設問一覧:
a) コロナ禍の看護師養成に関する文章のうち、「ナースステーションでの報告や」で始まる段落を、主な事実を残して箇条書きにまとめてください。
b) コロナ禍の看護師養成に関する文章を、最後の文のあとから書き継いでください。

読解用文章:
════════════════

新型コロナウイルス感染拡大が、看護師の養成にも大きな影響を及ぼしています。
看護学校では休校や病院実習の中止が続き、来春に向けた看護師採用が遅れている医療機関も少なくありません。看護学生からは「病棟での実習がなく、看護師として働くことになるのが不安だ」などの声が上がっています。今回は、北海道で看護師を志す人の思いを聞きました。
「将来は助産師さんになりたい。子どもの虐待などのニュースをみて、妊娠期から母親の支援や心のケアをしていきたいと考えています」と夢を語ってくれた天使大学看護学科2年生の石川優愛さん(20)。
緊急事態宣言と共にスタートした大学生活。不安な気持ちも抱えています。
「入学時からオンライン授業が続き、初めて大学構内で授業を受けたのは8月でした。病院での実習は全てなくなり、入学以来、一度も医療の現場に立ち会えていません」
そんな学生達に考慮して、天使大学では急きょオンラインで代替となる実習を行いました。いったいオンラインで、どう実技を学ぶのか?私はオンライン実習の映像を拝見して、大変驚きました。
教室内に模擬病棟を作り、指導教員のみなさんが看護部長役、病棟課長、夜勤看護師、患者役となり、演技を交えながら学生に問いかけていきます。
「ここでの患者さんへの声かけ、何て伝える?」「器具の置く場所はどうする?」「患者さんの体位は?」など、リアリティをもって細かい問いかけが続きます。
ナースステーションでの報告や、患者のバイタル測定などの手順も、点滴をかける器具にカメラをつけてその様子をオンラインで共有していきます。試行錯誤をしている教育現場を目の当たりにしました。
「学生同士でやる演習とは全く違い、リアリティがあって緊張感のある経験ができました。オンラインで他の学生のやり方や考え方も共有できて、自分では気づかなかった視点に気付く事もできました」と看護学科2年生の渡部琴絵さん(20)はオンラインのメリットも感じたようです。
「けれど、体験不足はいなめない。専門の器具などを使っての練習は、家では技術練習もできず、イメージトレーニングにも限界はあります」と、コロナ禍で学ぶことの難しさも話してくれました。

════════════════

データ内容:
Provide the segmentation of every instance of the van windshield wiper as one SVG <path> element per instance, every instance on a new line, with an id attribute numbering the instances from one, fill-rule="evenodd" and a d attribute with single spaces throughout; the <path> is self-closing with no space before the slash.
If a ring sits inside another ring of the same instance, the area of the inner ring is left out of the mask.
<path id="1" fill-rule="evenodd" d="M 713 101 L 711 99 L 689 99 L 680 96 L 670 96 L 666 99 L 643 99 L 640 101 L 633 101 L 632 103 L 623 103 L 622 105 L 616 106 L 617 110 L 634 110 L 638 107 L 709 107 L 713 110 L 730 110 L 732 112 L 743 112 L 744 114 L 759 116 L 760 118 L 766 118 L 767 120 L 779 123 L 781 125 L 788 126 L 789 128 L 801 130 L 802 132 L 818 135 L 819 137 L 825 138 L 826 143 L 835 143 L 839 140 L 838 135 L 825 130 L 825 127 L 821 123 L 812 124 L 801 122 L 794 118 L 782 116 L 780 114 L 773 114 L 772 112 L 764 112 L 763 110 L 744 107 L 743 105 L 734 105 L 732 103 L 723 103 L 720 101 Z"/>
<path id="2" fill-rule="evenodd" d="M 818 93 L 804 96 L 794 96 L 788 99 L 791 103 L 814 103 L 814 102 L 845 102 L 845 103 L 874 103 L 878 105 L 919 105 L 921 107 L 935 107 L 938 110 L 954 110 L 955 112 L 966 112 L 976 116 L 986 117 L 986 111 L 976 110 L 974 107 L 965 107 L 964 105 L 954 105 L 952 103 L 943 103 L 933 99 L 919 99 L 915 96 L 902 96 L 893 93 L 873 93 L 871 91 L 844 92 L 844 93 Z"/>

════════════════

想定解答:
a)
- ナースステーションでの報告や患者のバイタル測定などの手順を扱った
- 点滴をかける器具にカメラをつけ、その様子をオンラインで共有した
- 試行錯誤している教育現場を目の当たりにした

b)
看護学生にとって逆境ともいえる状況を天使大学の服部容子先生は冷静に見つめています。
「コロナ世代と呼ばれる学生達は、自分たちの経験が足りないと自覚しています。とはいえ、看護の質は落とせません。患者さんにどう接していけばいいのか、そこで求められている看護はどういうものか、実践で臨機応変に対応できる看護師になれるよう導いてあげなくては」
指導する先生方や学校も苦労と工夫を重ねていました。
コロナ禍の1年間を経験して、看護師になることに本当に不安はないか、あらためて尋ねてみました。
「不安はありますが、将来は終末期ケアに携わって、ガンや重い病気と向き合う患者さんの役に立ちたいという目標があるので、一生懸命学んでいきたいです」と渡部さん。
困難な状況の中でも、諦めずに学び続ける。二人の未来の看護師さん、心から応援しています。
森さやかの思うコト 学生の不安や将来への希望、先生方の苦労や工夫など、共感することが沢山ありました。コロナ世代と呼ばれる若者たち。体験や経験が不足していることが懸念され、指摘をうけることがあります。社会に出た時に、不安を感じないようにフォローする体制や、見守る視点が必要になってくると考えます。そういう温かい目を、今から養っていきたいと思いました。